### Daftar Tugas
A - Ubah baris-baris dalam catatan menjadi daftar JSON berisi string, satu string untuk setiap baris dan tanpa baris kosong, mulai dari baris yang memuat "cliff in the photo above." (baris itu ikut disertakan) hingga akhir catatan. Gambar tidak perlu dimasukkan ke dalam jawaban.
B - Lanjutkan berita tentang sidang perkara OTT KPK di Banjarmasin dari kalimat terakhirnya.

### Kutipan Teks

□ □ □

Banjarmasin, KP – Minggu depan sidang perkara Operasi Tangkap Tangan (OTT) yang dilakukan KPK terhadap Fachriadi selaku Direktur CV Kalpataru dan Marhaini selaku Direktur CV Hanamas, pihak JPU akan menghadirkan dua saksi kunci yakni Abdul Wahid Bupati non aktif Kab. HSU dan Maliki Kepala Dinas PUPRP Kab. HSU.
Hal ini dibenarkan salah seorang JPU KPK Tito Zailani, kepada awak media, usai sidang di Pengadilan Tindak Pidana Korupsi Banjarmasin, Rabu (29/12), yang menghadirkan tiga orang saksi dua diantaranya dari kalangan pejabat PUPRP HSU dan seorang pemborong.
“Kedua saksi yang akan dihadirkan tersebut, mudahan ini memruakan saksi terakhir dari kedua terdakwa ini,’’ kata Tito.

□ □ □

### Data Sumber
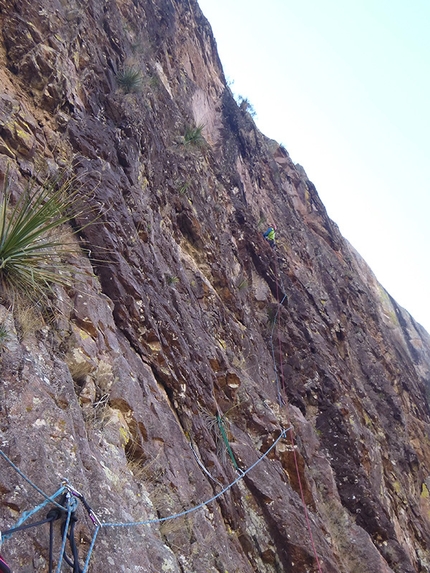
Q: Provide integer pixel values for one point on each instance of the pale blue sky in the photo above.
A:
(345, 86)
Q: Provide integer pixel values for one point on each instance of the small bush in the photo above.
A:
(130, 79)
(193, 136)
(172, 279)
(246, 105)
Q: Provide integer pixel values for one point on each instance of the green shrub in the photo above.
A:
(130, 79)
(32, 244)
(193, 136)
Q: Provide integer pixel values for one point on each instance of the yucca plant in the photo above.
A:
(130, 79)
(32, 244)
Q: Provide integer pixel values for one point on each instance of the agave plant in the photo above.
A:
(193, 135)
(130, 79)
(32, 246)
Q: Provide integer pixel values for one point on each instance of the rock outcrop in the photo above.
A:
(186, 345)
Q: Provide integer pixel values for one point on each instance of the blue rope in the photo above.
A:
(70, 509)
(90, 550)
(186, 512)
(31, 512)
(73, 502)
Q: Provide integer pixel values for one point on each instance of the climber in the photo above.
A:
(270, 235)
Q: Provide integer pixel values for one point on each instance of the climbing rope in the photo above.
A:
(73, 496)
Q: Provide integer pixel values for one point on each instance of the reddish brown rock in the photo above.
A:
(186, 344)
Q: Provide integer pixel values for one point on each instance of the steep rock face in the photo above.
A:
(187, 344)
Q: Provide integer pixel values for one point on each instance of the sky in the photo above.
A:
(344, 85)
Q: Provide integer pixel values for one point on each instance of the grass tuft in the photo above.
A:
(130, 79)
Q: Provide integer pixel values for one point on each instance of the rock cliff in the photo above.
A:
(186, 347)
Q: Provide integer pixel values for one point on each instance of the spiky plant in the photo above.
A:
(130, 79)
(32, 246)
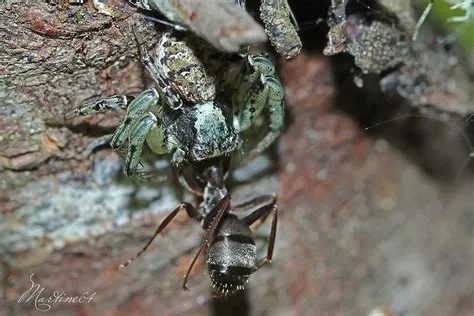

□ □ □

### Hasil Tiap Tugas
A -
[
  "Q: Provide integer pixel values for one point on each instance of the rock cliff in the photo above.",
  "A:",
  "(186, 347)",
  "Q: Provide integer pixel values for one point on each instance of the spiky plant in the photo above.",
  "A:",
  "(130, 79)",
  "(32, 246)"
]

B -
Lebih jauh dikatakannya, dengan dihadirkan saksi dari unsur PUPRP yang berlain bidang, ternyata dapat ditarik benang erahj kalau semua proyek atau pekerjaan di instansi tersebut, harus membayar fee di kisaran 10 sampai 15 persen.
“Makanya kami menghadirkan bidang Bina Marga yang ternyata dari kesaksian hari ini, yakni Kabid Bibna Marga dan Kasi Jembatan, semua untuk mendapatkan proyek harus membayar fee dikisaran 15 persen, semuanya atas permintaan Abdul Wahid,” jelasnya.
Hal tersebut diakui pula oleh saksi Taufik salah seorang kontraktor, bahwa untuk mendapat proyek berdasarkan komitmen harus bayar fee di kisaran 10 sampai 15 persen kalau tidak, bakalan tak mendapatkan proyek. Dan hal ini bukan rahasia umum lagi dikalangan kontraktor.
Menurut saksi Taufik menyebutkan, biasanya fee diminta setelah mereka jadi pemenang. Dan permintaan disampaikan Plt PUPR Kabupaten HSU Maliki.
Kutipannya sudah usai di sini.